───── Document ─────

Dave, have you ever been out in a cornfield on a still, hot, humid summer night to hear the corn grow? You can actually hear it pop and rustle as it grows.


----------



## Constance (Jan 5, 2008)

A few more questions...

Do you call the suspenders on your overalls galluses? 
What do you call baby pigs? 


Can you think of any dishes your mother made that had nicknames? 
(ex: around here, stewed tomatoes with bread used to be called "Poor-do" because poor people could make do with a meal of it.


----------



## jennyema (Jan 6, 2008)

I was born in Minneapolis and lived there before moving to Iowa (with a brief stop in Fargo in between!).

In Minneapolis and Fargo they said "you betcha" but In Cedar Rapids they definitely did not.

I spent many happy hours at Minnehaha "crick" in Mpls. but in CR it was a "creek."

To my ears, the Minnesota/ND/Wisconsin accent is somewhat different than Iowans'.  In Mpls there are longer vowels "oooooh my" and a lilt at the end of a sentence that makes every statement sound like a question?  Perfect for Jeopardy.


----------



## Angie (Jan 6, 2008)

jennyema said:


> I was born in Minneapolis and lived there before moving to Iowa (with a brief stop in Fargo in between!).
> 
> In Minneapolis and Fargo they said "you betcha" but In Cedar Rapids they definitely did not.
> 
> ...


 
HEY!  I'm in Cedar Rapids! (Marion..)  I say You Betcha, but I don't know how many others do...

There is a HUGE difference in the accent between us and WI/MN.  I have relatives in WI and we alway make fun of them driving their cah, where we drive a car.  And in Minnesoooda...nuff said?


----------



## JoAnn L. (Jan 6, 2008)

I am a born and raised Iowan and I wash my dishes in the zink instead of the sink.


----------



## Angie (Jan 6, 2008)

Constance said:


> A few more questions...
> 
> Do you call the suspenders on your overalls galluses?
> What do you call baby pigs?
> ...


 

Baby pigs?  I think they are just baby pigs.

What the heck are galluses???

───── Raw data ─────

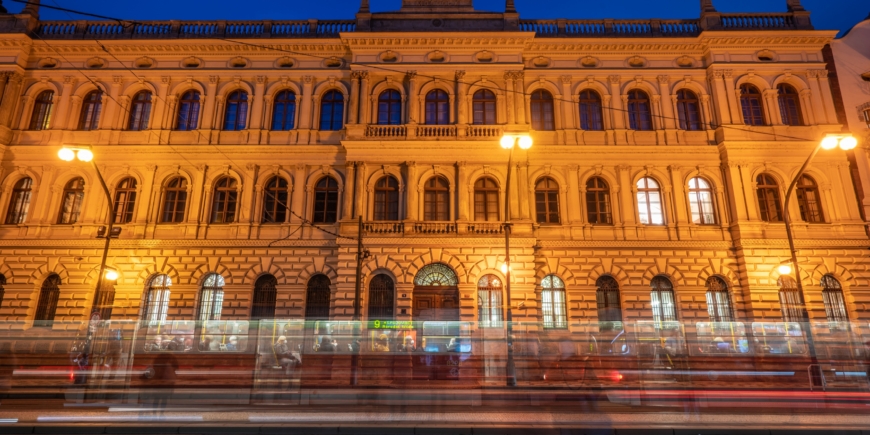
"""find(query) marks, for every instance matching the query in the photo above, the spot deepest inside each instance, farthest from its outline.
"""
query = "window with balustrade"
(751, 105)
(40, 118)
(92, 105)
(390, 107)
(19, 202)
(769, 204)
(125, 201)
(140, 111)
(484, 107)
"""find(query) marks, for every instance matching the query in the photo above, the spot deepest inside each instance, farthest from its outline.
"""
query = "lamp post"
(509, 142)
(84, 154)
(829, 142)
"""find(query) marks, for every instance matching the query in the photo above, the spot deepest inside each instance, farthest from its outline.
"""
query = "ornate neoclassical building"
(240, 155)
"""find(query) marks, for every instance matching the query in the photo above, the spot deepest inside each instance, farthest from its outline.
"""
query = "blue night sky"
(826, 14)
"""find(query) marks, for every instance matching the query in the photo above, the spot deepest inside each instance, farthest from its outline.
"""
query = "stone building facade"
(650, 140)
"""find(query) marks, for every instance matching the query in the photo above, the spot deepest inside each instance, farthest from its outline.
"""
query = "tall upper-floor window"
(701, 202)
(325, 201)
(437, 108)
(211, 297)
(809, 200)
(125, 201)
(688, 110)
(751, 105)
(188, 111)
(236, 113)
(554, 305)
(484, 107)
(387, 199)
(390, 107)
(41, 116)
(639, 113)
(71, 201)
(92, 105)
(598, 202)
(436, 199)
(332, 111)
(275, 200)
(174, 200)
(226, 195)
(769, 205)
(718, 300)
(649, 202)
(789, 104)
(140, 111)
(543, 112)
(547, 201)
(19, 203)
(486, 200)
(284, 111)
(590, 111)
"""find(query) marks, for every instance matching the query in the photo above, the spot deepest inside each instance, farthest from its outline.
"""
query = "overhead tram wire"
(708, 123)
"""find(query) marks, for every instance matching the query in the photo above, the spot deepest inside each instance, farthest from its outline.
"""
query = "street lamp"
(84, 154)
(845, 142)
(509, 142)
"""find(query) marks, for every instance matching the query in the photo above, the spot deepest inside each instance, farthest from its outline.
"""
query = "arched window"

─────

Short exercise: Please decide whether each statement below agrees with the thread on regional speech above, answering yes or no and quoting the words of the thread that settle it. 1. In Cedar Rapids, the word jennyema heard was "crick." 2. Angie says "you betcha." 3. JoAnn L. washes dishes in the "zink."

Reply:
1. No: "I spent many happy hours at Minnehaha "crick" in Mpls. but in CR it was a "creek.""
2. Yes: "I say You Betcha, but I don't know how many others do..."
3. Yes: "I wash my dishes in the zink instead of the sink."